[Stored data entries]
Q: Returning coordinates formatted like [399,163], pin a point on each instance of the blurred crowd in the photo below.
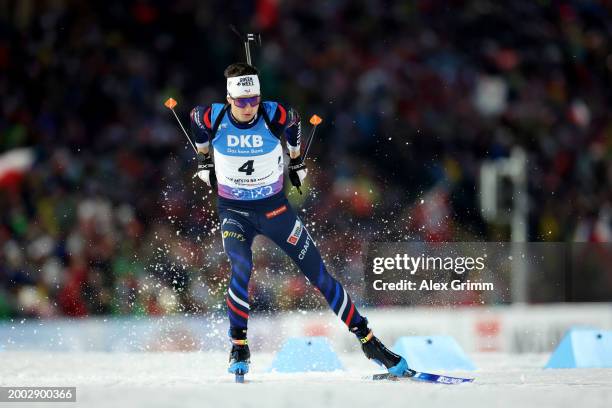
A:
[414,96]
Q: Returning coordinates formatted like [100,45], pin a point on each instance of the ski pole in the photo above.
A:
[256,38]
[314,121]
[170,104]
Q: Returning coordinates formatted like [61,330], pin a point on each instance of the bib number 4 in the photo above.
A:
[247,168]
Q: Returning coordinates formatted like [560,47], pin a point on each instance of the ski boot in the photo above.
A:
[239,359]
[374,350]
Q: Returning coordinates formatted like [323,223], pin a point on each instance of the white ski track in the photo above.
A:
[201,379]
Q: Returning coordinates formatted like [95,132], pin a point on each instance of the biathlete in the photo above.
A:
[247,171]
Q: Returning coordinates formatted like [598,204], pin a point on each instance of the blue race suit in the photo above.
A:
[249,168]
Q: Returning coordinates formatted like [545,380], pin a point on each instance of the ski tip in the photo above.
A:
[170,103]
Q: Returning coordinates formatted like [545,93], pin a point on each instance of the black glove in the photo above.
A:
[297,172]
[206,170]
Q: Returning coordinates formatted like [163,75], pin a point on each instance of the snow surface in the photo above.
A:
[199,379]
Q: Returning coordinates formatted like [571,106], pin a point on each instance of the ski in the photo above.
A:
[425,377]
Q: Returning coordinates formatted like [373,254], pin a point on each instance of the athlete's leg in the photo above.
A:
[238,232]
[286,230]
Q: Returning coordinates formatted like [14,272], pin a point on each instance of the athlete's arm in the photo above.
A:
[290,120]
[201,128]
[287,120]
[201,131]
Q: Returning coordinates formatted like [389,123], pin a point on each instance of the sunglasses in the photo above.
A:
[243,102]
==
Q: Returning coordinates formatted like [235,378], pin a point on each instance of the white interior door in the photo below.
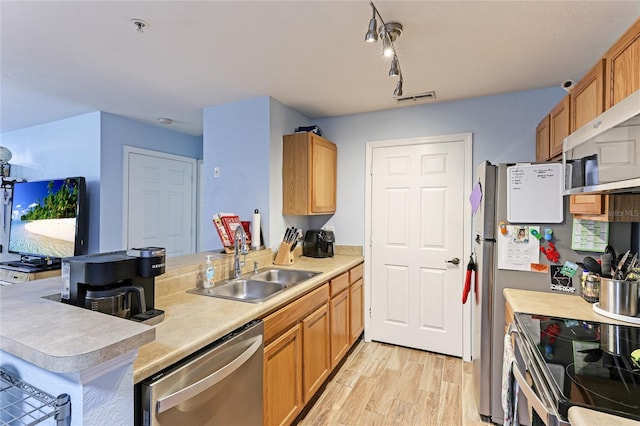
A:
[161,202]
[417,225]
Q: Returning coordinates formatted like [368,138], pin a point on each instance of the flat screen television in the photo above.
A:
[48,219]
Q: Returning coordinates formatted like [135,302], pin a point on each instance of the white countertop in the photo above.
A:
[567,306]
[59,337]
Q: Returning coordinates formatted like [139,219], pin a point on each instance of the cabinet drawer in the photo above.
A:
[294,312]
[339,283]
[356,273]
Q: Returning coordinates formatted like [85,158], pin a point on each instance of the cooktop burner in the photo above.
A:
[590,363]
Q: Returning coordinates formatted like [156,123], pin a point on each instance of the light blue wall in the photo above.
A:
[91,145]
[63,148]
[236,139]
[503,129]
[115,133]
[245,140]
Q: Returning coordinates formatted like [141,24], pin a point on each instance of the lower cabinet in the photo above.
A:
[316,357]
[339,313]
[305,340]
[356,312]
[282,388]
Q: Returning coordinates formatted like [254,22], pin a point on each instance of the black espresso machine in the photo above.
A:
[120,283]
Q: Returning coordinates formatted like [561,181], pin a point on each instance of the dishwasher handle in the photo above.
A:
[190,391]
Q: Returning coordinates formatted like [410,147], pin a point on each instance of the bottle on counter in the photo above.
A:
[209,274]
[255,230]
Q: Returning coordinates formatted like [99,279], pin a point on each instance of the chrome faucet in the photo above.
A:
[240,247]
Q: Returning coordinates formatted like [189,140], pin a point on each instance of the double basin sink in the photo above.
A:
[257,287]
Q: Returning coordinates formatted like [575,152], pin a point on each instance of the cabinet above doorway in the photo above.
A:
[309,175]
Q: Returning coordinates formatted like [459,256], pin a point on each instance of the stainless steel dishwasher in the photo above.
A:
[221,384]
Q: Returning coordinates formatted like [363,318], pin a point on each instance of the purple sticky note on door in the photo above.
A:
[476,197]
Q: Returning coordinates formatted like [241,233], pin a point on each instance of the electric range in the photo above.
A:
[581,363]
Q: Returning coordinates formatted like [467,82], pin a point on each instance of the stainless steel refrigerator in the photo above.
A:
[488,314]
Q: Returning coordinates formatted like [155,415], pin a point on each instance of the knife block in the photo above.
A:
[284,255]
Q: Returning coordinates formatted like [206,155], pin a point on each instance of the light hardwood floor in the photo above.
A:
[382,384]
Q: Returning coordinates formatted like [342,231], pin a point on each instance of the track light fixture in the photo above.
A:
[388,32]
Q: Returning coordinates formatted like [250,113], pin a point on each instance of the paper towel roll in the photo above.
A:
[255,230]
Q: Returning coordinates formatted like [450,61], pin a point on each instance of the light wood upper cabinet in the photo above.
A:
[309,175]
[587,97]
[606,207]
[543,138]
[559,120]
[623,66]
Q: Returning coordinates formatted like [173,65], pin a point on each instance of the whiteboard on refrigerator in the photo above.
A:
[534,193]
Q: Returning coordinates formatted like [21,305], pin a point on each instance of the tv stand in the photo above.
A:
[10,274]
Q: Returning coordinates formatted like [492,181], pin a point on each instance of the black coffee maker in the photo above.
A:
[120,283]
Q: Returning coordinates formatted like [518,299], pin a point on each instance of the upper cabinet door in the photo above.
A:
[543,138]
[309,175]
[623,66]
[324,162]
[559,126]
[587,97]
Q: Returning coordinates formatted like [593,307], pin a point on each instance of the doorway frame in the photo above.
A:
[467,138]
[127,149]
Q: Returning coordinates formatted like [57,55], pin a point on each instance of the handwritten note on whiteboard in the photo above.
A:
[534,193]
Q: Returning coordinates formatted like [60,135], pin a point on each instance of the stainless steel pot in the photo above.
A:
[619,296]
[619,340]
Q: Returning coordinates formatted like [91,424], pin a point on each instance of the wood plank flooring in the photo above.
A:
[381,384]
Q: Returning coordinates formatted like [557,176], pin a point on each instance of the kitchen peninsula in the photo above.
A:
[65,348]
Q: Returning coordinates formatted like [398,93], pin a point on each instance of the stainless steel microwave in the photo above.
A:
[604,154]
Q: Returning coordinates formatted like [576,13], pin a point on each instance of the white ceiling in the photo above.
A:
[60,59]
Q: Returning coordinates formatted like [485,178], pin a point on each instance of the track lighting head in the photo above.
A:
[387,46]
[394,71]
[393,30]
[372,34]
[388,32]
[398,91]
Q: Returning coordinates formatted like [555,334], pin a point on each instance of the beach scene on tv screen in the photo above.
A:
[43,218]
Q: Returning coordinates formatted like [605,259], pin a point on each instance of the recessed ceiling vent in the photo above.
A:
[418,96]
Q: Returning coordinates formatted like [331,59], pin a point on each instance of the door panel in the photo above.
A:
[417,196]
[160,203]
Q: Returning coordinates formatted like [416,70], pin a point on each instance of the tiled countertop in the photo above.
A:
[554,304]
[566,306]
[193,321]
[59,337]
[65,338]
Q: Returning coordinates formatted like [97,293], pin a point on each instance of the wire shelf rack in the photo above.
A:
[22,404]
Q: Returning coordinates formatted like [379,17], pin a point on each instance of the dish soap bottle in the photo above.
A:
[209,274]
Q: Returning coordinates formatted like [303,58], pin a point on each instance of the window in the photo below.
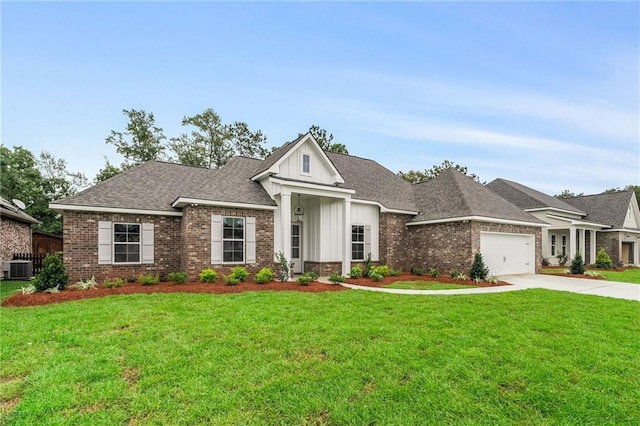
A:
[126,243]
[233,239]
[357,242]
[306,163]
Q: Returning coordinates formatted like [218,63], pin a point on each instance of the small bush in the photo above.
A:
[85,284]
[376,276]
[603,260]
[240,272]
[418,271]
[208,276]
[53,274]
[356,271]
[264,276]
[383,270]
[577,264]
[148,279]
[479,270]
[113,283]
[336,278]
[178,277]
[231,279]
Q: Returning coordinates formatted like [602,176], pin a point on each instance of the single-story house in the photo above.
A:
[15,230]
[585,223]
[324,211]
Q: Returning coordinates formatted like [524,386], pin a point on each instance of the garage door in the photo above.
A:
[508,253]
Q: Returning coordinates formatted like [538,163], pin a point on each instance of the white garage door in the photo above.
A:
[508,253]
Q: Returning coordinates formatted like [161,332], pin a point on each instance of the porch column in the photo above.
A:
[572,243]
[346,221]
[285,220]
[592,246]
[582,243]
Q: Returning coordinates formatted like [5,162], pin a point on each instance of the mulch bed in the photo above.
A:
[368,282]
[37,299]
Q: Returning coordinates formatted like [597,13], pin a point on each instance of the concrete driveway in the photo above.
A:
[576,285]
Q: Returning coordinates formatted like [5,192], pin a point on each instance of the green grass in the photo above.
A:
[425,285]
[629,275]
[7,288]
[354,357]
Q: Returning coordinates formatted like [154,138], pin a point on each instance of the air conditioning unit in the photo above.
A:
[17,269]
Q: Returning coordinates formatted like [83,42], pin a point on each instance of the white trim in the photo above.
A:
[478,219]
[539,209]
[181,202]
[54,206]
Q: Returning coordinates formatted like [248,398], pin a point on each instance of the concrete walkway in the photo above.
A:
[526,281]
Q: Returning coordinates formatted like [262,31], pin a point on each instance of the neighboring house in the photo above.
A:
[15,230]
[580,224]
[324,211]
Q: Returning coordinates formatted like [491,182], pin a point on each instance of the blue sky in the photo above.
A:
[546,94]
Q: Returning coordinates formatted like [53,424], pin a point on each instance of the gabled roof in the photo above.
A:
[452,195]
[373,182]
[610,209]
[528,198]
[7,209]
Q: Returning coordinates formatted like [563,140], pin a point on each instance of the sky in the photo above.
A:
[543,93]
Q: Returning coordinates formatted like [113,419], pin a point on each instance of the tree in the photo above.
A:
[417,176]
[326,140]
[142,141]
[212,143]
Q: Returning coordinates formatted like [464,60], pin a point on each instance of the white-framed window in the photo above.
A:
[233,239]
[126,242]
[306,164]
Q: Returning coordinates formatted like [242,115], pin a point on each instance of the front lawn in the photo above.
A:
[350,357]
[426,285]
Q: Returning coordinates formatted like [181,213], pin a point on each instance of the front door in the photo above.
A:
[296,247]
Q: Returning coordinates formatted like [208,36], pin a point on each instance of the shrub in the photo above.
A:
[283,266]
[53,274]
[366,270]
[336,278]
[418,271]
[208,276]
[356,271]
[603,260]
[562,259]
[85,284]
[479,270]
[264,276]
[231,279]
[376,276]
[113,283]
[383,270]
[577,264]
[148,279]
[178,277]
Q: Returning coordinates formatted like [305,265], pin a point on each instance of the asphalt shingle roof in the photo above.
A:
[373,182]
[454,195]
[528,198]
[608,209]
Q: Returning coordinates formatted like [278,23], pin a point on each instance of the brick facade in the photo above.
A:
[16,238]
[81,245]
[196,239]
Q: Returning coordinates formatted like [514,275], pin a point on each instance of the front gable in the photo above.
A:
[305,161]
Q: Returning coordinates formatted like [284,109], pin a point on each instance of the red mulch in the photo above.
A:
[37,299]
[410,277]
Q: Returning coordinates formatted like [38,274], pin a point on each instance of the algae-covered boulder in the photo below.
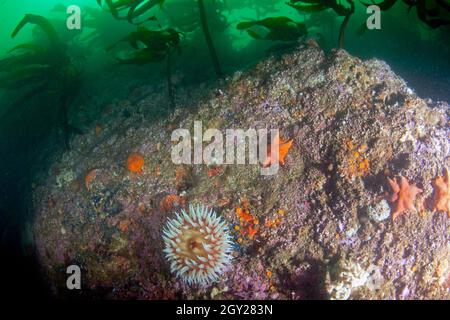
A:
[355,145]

◆ EXERCISE BRIEF: Out of the records above, pick each line that contains the string "ceiling".

◆ TASK OUTPUT:
Q: Returning coordinates formatted like [576,13], pin a point on each instance of the white ceiling in the photo above.
Q: Returning coordinates formatted like [605,259], pin a point on each instance of the recessed ceiling vent in the photo above.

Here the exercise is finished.